# What you need to do
1) Translate this sentence from the PyTorch forum thread below into Spanish: "For PyTorch I know that loss has to be a scalar value."
2) Output, word for word, the stretch of the PyTorch forum thread below from "loss_array[2].backward()" through "be more efficient.".

# Extract to read
[Begin]

Backpropagation for each dimension of output

nil_tdr · July 30, 2023, 5:52pm

Hello!

In PyTorch when we call loss.backward() it performs backpropagation for the sample (for stochastic case). Let’s consider my output is 50 dimensional. I have two loss components. First one is an array of dimension 50. How can I run loss.backward() for each dimension separately? I also have another loss component which is a scalar and I want to do normal backpropagation for this one on whole output tensor, together with my first loss on each dimension of the output? Do I have to use a custom loss function?

Thanks a lot for you kind help!
Nil

KFrank · July 31, 2023, 2:45am

Hi Nil!

I’m not sure that I understand your use case. In particular, what do you
mean by “run loss.backward() for each dimension separately?”

But, taking your question at face value, note that loss.backward()
accumulates the gradient of loss into the various Parameter.grads.

So, for example:

loss_array[0].backward()   # possibly with retain_grad = True
loss_array[1].backward()
loss_array[2].backward()

gives the same final result for the relevant .grad values as does:

(loss_array[0] + loss_array[1] + loss_array[2]).backward()

and the latter will be more efficient.

Best.

K. Frank

nil_tdr · August 4, 2023, 2:17pm

Hi K. Frank,

Thanks for your response and sorry for my late reply. My loss is an array of dimension 50. For PyTorch I know that loss has to be a scalar value. Since my loss is an array I can’t use default backward() function. This is what I tried.

optim.zero_grad()
for grad in gradient: #gradient is a 50 dimensional array
loss = grad
loss.backward()
optim.step()

This is the error I got:
RuntimeError: Trying to backward through the graph a second time (or directly access saved tensors after they have already been freed). Saved intermediate values of the graph are freed when you call .backward() or autograd.grad(). Specify retain_graph=True if you need to backward through the graph a second time or if you need to access saved tensors after calling backward.

I would really appreciate if you can give a direction where should I look at to make this special case work?

Thanks,
Nil

KFrank · August 5, 2023, 1:51am

Hi Nil!

Presumably elements of your gradient array share parts of the same
computation graph. That is, the computation of gradient[0] and, for
example, gradient[1] partially overlap. Calling gradient[0].backward()

[End]

# Given records

[Begin]

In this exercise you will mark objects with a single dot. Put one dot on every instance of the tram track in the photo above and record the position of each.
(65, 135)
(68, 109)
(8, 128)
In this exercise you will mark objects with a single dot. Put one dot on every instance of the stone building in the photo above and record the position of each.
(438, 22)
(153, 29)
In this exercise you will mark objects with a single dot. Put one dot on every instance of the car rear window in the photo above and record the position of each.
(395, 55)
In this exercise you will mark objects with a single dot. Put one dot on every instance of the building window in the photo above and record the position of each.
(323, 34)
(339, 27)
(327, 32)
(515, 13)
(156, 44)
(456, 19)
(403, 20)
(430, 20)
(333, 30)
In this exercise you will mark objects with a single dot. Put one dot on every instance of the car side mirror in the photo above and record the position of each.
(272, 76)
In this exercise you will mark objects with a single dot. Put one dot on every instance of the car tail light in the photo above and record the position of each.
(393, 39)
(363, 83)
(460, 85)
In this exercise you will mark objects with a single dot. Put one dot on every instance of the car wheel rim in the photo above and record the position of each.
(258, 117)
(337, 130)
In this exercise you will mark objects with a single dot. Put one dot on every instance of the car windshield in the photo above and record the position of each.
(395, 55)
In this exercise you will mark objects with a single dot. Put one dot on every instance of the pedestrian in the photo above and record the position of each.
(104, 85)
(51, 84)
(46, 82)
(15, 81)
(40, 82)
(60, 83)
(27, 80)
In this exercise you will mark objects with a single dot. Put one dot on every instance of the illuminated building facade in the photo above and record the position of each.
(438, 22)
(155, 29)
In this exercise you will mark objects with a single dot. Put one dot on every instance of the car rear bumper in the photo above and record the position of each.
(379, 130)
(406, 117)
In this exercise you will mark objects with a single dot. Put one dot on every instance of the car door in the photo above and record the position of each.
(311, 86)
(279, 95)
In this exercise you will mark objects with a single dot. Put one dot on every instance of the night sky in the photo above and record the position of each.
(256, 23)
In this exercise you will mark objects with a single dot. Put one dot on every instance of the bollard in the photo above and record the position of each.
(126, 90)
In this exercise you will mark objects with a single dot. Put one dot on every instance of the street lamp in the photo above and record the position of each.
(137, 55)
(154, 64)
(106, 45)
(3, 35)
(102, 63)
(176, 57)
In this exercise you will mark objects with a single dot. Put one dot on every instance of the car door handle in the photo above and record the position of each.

[End]
[Begin]

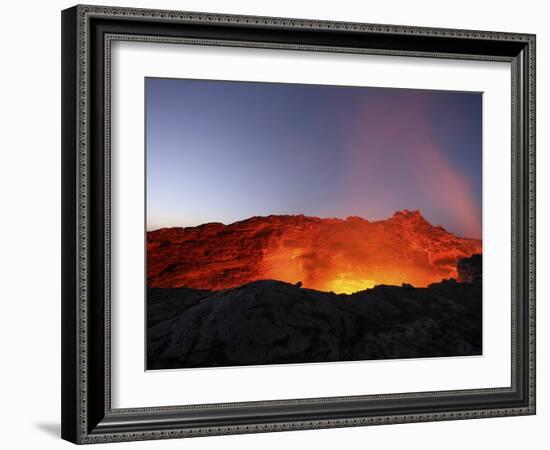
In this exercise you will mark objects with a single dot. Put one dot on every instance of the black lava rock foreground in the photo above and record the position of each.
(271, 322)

[End]

# Expected answers
1) Para PyTorch, sé que la pérdida tiene que ser un valor escalar.

2)
loss_array[2].backward()

gives the same final result for the relevant .grad values as does:

(loss_array[0] + loss_array[1] + loss_array[2]).backward()

and the latter will be more efficient.